* START DATASET RECORDS *

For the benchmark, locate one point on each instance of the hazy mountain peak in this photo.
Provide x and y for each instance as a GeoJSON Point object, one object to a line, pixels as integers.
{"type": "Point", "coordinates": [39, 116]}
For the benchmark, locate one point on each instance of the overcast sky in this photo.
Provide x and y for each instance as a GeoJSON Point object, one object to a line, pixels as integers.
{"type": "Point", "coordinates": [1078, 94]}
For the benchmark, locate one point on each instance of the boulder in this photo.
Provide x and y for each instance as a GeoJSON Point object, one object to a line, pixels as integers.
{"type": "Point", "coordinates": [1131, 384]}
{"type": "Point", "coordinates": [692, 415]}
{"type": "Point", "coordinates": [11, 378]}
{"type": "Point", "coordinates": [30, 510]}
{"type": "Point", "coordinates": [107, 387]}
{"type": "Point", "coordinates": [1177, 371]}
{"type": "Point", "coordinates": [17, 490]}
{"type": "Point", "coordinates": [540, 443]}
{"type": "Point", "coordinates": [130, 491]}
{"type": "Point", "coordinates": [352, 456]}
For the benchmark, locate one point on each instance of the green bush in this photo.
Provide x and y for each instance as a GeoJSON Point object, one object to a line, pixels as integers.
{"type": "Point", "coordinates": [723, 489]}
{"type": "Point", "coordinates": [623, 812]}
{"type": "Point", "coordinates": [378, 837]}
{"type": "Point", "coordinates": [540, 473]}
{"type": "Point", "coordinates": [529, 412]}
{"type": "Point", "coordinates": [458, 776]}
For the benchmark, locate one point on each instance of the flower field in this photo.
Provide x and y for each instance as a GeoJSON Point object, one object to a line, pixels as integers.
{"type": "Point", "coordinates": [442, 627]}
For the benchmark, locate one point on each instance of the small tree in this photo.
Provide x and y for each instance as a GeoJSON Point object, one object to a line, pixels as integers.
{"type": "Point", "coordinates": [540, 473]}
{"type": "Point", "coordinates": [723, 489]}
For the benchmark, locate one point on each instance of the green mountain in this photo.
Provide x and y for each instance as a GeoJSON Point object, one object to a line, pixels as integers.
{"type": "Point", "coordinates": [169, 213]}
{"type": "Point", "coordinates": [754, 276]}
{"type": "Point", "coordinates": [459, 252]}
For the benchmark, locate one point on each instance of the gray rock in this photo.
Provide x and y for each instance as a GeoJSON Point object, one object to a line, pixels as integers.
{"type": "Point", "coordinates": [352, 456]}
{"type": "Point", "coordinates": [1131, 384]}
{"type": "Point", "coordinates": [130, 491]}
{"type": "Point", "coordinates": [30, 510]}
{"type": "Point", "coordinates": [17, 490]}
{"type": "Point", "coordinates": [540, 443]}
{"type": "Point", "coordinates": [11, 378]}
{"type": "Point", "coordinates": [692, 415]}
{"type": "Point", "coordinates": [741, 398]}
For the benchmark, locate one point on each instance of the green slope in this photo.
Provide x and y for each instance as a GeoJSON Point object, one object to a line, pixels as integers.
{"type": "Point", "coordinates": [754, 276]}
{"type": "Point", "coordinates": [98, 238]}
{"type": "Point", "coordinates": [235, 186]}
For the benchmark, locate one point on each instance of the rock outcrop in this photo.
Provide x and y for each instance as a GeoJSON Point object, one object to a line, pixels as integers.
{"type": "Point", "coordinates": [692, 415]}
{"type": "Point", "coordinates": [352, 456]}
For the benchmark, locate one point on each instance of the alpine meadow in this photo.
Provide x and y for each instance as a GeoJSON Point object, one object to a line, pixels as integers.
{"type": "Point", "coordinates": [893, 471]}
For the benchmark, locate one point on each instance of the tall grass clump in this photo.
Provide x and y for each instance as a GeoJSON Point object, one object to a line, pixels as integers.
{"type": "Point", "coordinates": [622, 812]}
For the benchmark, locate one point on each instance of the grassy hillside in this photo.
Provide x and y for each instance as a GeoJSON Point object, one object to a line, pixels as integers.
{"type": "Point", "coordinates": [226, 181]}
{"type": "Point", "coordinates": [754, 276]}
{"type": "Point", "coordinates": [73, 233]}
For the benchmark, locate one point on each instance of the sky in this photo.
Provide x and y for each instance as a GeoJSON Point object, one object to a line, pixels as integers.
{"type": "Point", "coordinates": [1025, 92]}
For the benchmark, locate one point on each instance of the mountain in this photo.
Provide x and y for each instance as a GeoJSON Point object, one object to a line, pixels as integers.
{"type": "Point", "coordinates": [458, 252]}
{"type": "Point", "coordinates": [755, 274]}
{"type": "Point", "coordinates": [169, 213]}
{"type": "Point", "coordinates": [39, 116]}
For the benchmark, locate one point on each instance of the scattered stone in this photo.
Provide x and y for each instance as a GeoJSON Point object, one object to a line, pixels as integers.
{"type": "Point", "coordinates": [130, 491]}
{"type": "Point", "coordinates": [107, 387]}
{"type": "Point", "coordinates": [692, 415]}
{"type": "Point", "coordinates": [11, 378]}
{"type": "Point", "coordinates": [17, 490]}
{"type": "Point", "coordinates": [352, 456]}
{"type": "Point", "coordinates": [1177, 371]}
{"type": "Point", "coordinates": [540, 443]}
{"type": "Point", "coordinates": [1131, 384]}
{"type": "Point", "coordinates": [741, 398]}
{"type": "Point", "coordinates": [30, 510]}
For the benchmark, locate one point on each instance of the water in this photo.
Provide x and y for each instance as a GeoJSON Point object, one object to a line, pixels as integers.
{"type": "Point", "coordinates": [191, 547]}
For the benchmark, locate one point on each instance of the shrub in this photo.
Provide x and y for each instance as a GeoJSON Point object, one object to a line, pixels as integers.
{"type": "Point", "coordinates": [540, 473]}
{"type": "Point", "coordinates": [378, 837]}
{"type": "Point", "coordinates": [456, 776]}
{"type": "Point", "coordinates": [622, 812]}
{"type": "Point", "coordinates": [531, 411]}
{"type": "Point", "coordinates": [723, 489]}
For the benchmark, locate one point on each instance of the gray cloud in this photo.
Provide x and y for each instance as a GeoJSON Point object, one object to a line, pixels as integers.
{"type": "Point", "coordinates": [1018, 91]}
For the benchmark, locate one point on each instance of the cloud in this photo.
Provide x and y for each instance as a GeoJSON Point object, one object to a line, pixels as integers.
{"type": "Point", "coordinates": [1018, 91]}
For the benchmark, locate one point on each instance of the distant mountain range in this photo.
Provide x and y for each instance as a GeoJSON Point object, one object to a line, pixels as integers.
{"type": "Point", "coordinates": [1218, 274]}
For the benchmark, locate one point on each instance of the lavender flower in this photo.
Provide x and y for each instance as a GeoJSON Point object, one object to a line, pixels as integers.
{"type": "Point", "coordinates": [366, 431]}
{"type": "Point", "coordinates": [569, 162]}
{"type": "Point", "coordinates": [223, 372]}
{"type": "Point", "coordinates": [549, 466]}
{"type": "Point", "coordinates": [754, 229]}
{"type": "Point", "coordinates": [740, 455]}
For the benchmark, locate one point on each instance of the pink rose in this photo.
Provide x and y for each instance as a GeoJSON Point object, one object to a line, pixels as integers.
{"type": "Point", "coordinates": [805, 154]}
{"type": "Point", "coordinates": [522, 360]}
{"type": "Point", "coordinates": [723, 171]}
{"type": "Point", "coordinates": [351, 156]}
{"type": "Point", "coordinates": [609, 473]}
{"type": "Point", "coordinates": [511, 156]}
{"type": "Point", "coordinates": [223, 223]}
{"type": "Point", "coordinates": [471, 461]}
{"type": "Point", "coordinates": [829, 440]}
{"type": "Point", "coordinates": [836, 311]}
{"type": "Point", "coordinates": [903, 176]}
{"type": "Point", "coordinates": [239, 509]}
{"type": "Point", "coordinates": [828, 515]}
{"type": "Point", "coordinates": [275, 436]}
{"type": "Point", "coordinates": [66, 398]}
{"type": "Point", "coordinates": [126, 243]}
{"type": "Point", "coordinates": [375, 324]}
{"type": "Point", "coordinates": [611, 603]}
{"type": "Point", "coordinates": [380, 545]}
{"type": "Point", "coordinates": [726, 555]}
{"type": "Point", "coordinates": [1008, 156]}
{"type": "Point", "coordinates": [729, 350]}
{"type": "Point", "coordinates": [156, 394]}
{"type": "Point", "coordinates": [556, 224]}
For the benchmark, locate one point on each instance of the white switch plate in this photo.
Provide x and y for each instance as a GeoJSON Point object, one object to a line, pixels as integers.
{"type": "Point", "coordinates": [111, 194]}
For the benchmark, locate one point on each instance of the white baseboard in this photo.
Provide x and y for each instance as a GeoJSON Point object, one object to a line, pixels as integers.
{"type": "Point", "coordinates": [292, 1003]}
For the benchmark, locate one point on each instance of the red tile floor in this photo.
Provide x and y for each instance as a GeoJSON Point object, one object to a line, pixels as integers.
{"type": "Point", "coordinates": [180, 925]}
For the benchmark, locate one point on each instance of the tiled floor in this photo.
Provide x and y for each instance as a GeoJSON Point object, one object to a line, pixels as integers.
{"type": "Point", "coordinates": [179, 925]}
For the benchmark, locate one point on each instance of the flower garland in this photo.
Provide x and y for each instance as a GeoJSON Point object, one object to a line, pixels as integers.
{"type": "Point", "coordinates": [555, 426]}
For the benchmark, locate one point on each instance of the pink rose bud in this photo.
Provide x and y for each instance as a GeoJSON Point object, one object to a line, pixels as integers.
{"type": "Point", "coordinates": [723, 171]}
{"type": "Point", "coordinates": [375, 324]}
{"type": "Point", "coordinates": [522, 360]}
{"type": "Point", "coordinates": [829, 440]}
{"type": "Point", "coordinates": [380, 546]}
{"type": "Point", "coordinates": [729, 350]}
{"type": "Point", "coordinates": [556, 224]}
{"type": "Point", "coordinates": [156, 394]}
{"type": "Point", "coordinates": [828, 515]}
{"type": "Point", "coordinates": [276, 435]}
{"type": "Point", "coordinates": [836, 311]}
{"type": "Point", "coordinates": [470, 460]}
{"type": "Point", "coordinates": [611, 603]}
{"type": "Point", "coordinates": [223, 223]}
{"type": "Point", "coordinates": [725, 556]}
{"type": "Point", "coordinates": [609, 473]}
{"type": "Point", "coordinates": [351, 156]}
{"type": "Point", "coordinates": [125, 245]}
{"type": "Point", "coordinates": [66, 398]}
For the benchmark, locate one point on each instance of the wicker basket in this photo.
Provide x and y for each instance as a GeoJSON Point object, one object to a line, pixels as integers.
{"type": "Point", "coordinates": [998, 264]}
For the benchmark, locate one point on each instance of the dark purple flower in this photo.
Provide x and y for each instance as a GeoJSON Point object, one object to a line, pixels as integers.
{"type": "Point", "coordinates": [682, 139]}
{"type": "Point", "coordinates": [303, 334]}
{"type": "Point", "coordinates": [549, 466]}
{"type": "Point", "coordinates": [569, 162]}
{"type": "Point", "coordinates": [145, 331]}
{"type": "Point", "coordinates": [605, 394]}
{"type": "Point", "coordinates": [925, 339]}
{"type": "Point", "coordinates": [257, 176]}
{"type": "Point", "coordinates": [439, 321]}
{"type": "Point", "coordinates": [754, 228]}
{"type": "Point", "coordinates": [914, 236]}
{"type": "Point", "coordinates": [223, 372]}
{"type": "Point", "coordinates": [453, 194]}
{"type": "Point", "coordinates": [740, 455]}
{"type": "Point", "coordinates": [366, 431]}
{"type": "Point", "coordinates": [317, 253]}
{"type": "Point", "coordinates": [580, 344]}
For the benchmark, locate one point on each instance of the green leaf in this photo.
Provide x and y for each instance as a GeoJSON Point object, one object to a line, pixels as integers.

* END DATASET RECORDS *

▶ WRITTEN PROBLEM:
All lines from the one that contains "leaf in this photo." through the end of the material are to be quoted exactly, with both ends included.

▶ FINISHED EXERCISE:
For the benchmark, locate one point on each instance of the green leaf in this photo.
Provide x and y for each instance as a GeoJSON Point object, one object to a line, pixels as integers.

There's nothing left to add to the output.